A PRÉ-HISTÓRIA DO SAMBA

Por Bernardo Alves



Neste texto que escreveu seis meses antes de morrer, Bernardo Alves expõe as principais idéias desenvolvidas em seu livro A Pré-História do Samba. O texto foi enviado por Bernardo Alves via e-mail a Fabio Gomes em 14 de fevereiro de 2004

No livro A PRÉ-HISTÓRIA DO SAMBA, defendemos dois pontos principais:

1º) O Samba não é de origem negra, mas brasilíndia.

2º) O Samba não é carioca, mas nordestino.

Como pode-se observar, seu tema é muito polêmico, apesar de não ser a polêmica seu objetivo, mas (sim) o esclarecimento e a elucidação. Para defender esses dois pontos, passamos vinte anos entre a pesquisa e a elaboração da tese, atualmente com 300 páginas.

Como não poderia deixar de ser, nos munimos de dezenas de documentos inéditos na musicologia brasileira, todos colhidos por nós em jornais do século XIX.

Todos os documentos são citados de acordo com a metodologia científica, isto é: título do periódico, data, página, coluna e arquivo ou biblioteca onde os mesmos se encontram.

Um desses documentos refere-se a uma pessoa que cantava e tocava o samba em 1837 no Recife (segundo a história, esse gênero nasceu no Rio em 1917). A verdade é que o samba no começo do século XIX, no Nordeste do Brasil, já era coisa muito antiga.

Em um dos 35 capítulos, intitulado ''Comparando os Sambas'', confrontamos um Samba de 1925 descrito por um famoso folclorista pernambucano, com descrições de danças indígenas feitas entre 1587 e 1618; encontramos no Samba de 1925 todos os elementos das danças indígenas nativas.

Na primeira metade do século passado, um maestro entrou pelos sertões selvagens nordestinos e colheu da boca dos caboclos, 77 músicas do folclore local, que lhes foram apresentadas por aqueles nativos como Sambas. A análise dos seus versos mostra que o assunto e o modelo são de fato indígenas, assim como do ponto de vista técnico musical, pois alguns desses Sambas trazem a idéia terminativa em terceira com as tônicas dos tons relativos, ou a terminação estereotipada da tônica, que, segundo o maestro Baptista Siqueira, é peculiaridade característica da música dos índios do Nordeste do Brasil.

### ITENS LISTADOS
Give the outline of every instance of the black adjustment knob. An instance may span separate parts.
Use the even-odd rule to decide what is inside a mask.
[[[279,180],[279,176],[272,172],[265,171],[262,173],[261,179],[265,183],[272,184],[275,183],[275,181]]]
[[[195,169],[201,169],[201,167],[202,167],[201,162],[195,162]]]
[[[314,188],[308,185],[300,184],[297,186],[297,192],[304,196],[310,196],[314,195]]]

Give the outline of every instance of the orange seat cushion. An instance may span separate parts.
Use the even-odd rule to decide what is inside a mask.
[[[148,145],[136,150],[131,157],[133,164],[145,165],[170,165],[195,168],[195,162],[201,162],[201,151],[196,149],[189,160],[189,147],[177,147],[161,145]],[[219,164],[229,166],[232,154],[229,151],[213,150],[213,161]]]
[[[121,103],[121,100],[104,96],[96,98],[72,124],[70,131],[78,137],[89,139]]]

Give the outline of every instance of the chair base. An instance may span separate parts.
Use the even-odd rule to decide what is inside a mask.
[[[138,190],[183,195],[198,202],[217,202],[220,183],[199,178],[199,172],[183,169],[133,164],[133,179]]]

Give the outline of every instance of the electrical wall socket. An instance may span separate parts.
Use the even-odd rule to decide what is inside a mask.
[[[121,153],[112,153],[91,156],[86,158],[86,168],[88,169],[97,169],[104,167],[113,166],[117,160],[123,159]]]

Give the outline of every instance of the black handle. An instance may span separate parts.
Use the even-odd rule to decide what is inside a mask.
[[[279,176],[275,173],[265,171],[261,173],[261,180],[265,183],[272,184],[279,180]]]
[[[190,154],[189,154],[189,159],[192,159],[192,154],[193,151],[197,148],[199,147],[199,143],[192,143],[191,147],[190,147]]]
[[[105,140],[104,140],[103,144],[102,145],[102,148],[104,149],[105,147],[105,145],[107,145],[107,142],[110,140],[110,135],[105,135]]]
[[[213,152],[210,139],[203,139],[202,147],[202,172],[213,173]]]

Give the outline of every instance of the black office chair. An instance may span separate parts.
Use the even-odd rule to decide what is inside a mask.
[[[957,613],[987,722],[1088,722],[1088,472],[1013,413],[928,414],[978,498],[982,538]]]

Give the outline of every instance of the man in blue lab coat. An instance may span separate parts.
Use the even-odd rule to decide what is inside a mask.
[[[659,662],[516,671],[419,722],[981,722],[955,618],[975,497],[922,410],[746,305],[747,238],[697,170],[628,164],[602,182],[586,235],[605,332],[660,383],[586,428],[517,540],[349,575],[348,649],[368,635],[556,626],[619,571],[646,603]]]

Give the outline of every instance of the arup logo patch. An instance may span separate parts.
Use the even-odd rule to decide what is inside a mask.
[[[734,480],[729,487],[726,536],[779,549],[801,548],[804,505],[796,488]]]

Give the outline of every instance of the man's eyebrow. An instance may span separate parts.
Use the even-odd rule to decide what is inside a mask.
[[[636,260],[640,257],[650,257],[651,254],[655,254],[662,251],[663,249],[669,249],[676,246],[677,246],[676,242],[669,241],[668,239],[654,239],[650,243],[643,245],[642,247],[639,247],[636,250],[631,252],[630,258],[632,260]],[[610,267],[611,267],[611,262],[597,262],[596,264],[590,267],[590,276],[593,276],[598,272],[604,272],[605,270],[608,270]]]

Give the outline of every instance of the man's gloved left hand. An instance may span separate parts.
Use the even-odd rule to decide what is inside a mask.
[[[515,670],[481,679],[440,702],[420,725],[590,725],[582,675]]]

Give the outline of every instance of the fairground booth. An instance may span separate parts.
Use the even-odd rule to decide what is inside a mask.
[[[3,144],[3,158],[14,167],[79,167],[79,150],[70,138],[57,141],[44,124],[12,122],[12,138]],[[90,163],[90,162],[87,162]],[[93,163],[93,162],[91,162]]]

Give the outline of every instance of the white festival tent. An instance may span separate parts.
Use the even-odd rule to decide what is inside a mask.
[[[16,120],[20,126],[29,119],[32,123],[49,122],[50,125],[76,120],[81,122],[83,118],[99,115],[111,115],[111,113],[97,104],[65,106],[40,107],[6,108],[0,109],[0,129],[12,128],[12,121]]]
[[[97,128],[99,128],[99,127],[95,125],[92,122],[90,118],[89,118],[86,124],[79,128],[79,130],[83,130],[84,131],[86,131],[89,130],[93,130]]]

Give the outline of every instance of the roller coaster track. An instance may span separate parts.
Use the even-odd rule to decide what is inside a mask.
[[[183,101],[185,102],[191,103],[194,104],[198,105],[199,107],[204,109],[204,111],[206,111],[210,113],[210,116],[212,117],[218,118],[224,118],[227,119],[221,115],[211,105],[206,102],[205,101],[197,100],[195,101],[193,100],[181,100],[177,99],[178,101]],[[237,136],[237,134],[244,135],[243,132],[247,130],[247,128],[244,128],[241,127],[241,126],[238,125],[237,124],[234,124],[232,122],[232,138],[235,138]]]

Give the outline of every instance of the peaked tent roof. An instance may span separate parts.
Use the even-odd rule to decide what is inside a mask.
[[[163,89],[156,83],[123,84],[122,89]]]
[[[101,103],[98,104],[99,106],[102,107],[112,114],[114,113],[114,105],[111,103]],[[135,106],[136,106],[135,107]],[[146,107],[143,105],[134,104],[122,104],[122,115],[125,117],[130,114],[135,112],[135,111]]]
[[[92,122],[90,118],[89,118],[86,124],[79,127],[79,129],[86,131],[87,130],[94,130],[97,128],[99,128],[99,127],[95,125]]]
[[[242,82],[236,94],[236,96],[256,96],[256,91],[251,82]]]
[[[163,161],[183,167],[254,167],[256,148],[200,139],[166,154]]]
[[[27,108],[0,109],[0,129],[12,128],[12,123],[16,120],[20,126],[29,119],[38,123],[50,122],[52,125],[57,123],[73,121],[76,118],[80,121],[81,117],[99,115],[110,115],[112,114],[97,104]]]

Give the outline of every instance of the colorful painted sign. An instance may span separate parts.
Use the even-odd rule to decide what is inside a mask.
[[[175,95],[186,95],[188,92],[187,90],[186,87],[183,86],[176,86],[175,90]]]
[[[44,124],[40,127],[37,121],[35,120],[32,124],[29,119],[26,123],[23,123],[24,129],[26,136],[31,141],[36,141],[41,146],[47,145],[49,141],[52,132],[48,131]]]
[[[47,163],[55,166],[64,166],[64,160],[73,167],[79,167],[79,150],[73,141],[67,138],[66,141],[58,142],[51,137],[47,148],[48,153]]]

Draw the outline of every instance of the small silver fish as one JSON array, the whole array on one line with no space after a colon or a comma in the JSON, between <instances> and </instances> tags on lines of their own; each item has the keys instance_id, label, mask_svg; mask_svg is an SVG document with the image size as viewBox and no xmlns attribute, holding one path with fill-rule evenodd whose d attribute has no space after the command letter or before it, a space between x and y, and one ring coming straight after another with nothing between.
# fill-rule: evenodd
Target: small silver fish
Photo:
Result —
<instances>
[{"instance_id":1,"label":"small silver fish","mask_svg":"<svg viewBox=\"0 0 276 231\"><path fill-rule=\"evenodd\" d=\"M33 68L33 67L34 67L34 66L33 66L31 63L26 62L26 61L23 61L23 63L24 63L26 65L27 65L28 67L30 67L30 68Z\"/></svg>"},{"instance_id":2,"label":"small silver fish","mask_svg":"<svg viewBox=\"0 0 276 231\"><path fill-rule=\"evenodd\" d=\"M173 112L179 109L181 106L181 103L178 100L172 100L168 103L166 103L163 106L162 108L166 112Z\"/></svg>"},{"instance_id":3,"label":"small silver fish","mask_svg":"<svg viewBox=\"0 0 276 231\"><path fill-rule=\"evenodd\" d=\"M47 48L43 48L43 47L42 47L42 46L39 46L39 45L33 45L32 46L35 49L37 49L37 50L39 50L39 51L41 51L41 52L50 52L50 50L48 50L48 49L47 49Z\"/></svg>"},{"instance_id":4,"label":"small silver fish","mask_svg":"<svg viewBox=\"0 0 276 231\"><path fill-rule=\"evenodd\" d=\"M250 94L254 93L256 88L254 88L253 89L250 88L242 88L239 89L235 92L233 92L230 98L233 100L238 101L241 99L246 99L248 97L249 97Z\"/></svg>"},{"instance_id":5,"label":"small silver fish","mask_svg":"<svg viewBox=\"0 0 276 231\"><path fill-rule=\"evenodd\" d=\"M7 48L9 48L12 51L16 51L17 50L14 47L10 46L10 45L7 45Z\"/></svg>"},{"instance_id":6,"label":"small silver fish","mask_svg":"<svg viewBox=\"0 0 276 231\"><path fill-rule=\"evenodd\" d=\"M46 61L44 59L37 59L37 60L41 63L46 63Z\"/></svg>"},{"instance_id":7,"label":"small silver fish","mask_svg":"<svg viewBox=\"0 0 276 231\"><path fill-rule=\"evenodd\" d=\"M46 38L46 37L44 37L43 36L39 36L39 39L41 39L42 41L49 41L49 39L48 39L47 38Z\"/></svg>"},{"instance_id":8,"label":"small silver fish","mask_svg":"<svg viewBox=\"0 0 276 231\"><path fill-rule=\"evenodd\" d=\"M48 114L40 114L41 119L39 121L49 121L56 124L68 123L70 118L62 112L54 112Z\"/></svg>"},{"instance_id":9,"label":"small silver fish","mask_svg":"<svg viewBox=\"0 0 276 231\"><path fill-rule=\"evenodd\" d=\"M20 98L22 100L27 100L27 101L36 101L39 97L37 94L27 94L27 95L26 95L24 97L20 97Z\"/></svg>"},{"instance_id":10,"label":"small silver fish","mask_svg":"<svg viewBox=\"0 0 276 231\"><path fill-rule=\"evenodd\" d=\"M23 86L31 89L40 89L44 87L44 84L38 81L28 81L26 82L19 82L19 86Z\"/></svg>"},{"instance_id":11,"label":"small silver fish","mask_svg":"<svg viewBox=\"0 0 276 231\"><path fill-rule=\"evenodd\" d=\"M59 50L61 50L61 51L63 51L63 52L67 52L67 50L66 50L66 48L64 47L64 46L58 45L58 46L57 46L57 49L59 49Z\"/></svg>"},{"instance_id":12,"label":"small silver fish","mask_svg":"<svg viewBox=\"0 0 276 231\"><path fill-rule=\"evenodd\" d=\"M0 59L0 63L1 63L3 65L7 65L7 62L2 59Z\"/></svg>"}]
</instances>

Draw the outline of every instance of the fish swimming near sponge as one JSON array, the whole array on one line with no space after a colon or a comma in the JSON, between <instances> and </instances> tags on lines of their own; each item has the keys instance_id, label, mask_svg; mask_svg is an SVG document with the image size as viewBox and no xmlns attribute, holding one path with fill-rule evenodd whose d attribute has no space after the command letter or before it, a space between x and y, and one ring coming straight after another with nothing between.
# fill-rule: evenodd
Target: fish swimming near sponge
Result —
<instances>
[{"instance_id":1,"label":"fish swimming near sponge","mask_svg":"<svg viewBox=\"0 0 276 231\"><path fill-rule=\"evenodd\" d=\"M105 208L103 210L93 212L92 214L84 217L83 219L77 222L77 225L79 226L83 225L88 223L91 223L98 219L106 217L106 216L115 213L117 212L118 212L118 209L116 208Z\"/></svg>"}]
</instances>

### O QUE SE PEDE
A) No texto sobre a pré-história do samba, quanto tempo o autor diz ter passado entre a pesquisa e a elaboração da tese?
B) Segundo o texto sobre a pré-história do samba, que dados aparecem na citação de cada documento? Liste todos.
C) Prolongue o texto sobre a pré-história do samba a partir da última frase dele.
Os itens não fazem falta aqui.

### RESPOSTAS EM ORDEM
A) Vinte anos.

B) Título do periódico, data, página, coluna, arquivo ou biblioteca onde o documento se encontra.

C)
Comparando o samba antigo com outros gêneros musicais e dançantes reconhecidamente de orígem brasilíndia, encontramos vários pontos em comum: os mesmos instrumentos, a mesma coreografia, o mesmo tipo de verso entre outras afinidades. Isso não ocorre por mera coincidência, isso indica a mesma origem. Segundo os jesuítas, os índios catequizados dançavam ao som de violas, pandeiros, tamborins e flautas. O bater de pés assimilou para um sapateado rápido que o escritor Mário Mello disse que era de fazer inveja a dançarinos de Solo Inglês.

Os índios Fulniôs têm em suas tradições mais antigas o ''SAMBA DE COCO'' e os Xocós o ''COCO SAMBADO''; são exímios sambistas. Na Língua Tupi ''Samba'' quer dizer ''Dança de Roda.''

O professor Silvio Salema, que pesquisou por mais de 30 anos a música dos índios brasileiros e era a favor da tese da origem indígena do Samba, ouviu no Recife em 1953 uma africana de 115 anos de idade cantar durante horas todo o seu repertório de músicas africanas que a mesma tinha aprendido com os seus antepassados. Em nenhuma das canções conseguiu Salema identificar elementos sambísticos.

Salema deduziu, segundo suas pesquisas, que etimologicamente a palavra ''Samba'' é genuinamente ameríndia e já existia no Brasil, muito antes da vinda do negro para a América. Quanto à música e à dança, ele também não tinha dúvida da sua origem indígena.

O livro A Pré-História do Samba esclarece ainda que a história da nossa música brasileira foi escrita por africanistas como Arthur Ramos, Manuel Quirino, Edson Carneiro, Renato Almeida, Renê Ribeiro, Manoel Diegues Jr., Abelardo Duarte, Rossini Tavares Lima, Mariza Lira, Vicente Salles, entre outros. Eles esqueceram da nossa pluralidade racial e conseqüentemente cultural, só tendo olhos para os aspectos negros.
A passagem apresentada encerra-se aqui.